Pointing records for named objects
## BEGIN
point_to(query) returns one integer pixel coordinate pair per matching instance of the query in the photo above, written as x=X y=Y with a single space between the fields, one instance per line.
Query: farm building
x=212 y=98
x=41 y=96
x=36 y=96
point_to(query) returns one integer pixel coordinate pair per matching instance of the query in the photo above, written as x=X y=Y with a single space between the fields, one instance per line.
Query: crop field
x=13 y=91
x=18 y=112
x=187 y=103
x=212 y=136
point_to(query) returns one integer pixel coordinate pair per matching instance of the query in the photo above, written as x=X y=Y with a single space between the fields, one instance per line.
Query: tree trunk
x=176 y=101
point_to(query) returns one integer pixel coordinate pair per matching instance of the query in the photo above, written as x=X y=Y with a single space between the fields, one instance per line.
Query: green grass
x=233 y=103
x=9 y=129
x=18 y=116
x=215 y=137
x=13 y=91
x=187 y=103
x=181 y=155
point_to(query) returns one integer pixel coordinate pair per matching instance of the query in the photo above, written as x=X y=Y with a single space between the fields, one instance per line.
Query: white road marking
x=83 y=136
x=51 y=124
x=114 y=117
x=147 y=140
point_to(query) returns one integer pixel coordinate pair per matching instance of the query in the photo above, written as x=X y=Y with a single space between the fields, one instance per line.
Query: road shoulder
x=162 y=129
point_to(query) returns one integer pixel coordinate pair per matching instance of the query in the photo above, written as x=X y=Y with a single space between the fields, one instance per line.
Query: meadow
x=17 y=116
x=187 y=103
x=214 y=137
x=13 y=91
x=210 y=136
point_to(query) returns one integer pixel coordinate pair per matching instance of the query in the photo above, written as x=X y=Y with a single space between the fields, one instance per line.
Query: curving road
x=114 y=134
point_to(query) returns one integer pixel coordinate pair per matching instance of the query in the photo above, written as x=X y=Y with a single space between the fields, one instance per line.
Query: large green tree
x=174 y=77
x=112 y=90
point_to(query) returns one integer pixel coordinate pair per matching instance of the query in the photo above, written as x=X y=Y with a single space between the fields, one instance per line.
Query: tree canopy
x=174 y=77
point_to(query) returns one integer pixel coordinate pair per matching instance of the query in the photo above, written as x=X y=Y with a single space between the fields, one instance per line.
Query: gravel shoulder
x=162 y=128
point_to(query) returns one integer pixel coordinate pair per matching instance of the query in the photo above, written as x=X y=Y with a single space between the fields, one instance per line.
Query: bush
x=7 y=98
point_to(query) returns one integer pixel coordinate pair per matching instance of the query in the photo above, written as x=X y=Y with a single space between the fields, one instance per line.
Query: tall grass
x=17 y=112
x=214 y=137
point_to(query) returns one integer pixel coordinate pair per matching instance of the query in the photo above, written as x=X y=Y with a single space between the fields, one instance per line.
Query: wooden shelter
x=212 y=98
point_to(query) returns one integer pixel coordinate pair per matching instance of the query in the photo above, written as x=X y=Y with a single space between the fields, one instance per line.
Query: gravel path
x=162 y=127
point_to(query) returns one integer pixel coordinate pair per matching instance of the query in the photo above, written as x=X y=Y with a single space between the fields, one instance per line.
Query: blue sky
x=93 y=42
## END
## Directive
Present every line of the records above as a numbered list and omit any blank lines.

## Problem solution
1. point_to(query) returns one integer pixel coordinate pair per matching instance of the query in the photo above, written as x=X y=Y with a single space between the fields, one instance per line.
2. Query: farm building
3. x=212 y=98
4. x=41 y=96
5. x=36 y=96
6. point_to(query) returns one integer pixel coordinate pair per matching instance of the query in the photo above, written as x=X y=Y with a single space between the fields, one instance per line.
7. Query: crop field
8. x=13 y=91
9. x=18 y=112
10. x=187 y=103
11. x=212 y=136
12. point_to(query) returns one integer pixel coordinate pair per matching instance of the query in the photo above, written as x=X y=Y with a single space between the fields, one instance per line.
13. Query: tree trunk
14. x=176 y=101
15. point_to(query) returns one integer pixel coordinate pair per matching instance of the query in the photo above, written as x=X y=Y with a single space between the fields, one instance per line.
16. Query: green grass
17. x=233 y=103
18. x=9 y=129
19. x=18 y=116
20. x=215 y=137
21. x=13 y=91
22. x=187 y=103
23. x=181 y=155
24. point_to(query) returns one integer pixel coordinate pair per matching instance of the query in the photo above, written as x=X y=Y with a single space between the fields, one instance per line.
25. Query: white road marking
26. x=83 y=136
27. x=51 y=124
28. x=114 y=117
29. x=147 y=140
30. point_to(query) returns one integer pixel coordinate pair per matching instance of the query in the photo above, written as x=X y=Y with a single space between the fields, one instance per line.
31. Query: road shoulder
32. x=162 y=129
33. point_to(query) returns one integer pixel coordinate pair per matching instance of the query in the photo above, written as x=X y=Y with a single space between the fields, one instance per line.
34. Query: meadow
35. x=17 y=116
36. x=187 y=103
37. x=214 y=137
38. x=13 y=91
39. x=210 y=136
40. point_to(query) returns one integer pixel coordinate pair per matching instance of the query in the photo above, written as x=X y=Y with a single space between the fields, one instance per line.
41. Query: curving road
42. x=114 y=134
43. point_to(query) returns one integer pixel coordinate pair per matching instance of the query in the photo above, written as x=X y=Y with a single space between the fields, one instance per line.
44. Query: large green tree
45. x=174 y=77
46. x=112 y=90
47. point_to(query) returns one integer pixel coordinate pair per matching instance of the query in the photo above, written as x=X y=Y with a single space between the fields, one instance per line.
48. Query: tree canopy
49. x=174 y=77
50. point_to(query) returns one integer pixel coordinate pair per matching instance of the query in the photo above, written as x=X y=Y with a single space between the fields, one instance per line.
51. Query: gravel shoulder
52. x=162 y=128
53. point_to(query) returns one integer pixel coordinate pair per matching instance of the query in the photo above, written as x=X y=Y with a single space between the fields, one instance per line.
54. Query: bush
55. x=7 y=98
56. point_to(query) returns one integer pixel coordinate pair per matching instance of the query in the photo above, written as x=X y=Y with a single space between the fields, one instance per line.
57. Query: tall grass
58. x=17 y=112
59. x=214 y=137
60. point_to(query) returns one integer pixel coordinate pair per matching instance of the query in the photo above, written as x=X y=Y with a single space between the fields, one instance per line.
61. Query: wooden shelter
62. x=212 y=98
63. point_to(query) returns one integer pixel coordinate pair per matching instance of the query in the photo above, written as x=X y=Y with a single space between the fields, one instance per line.
64. Query: gravel path
65. x=162 y=127
66. point_to(query) returns one integer pixel coordinate pair per matching instance of the query in the photo above, written as x=X y=Y with a single space between the fields, one instance per line.
67. Query: blue sky
68. x=93 y=42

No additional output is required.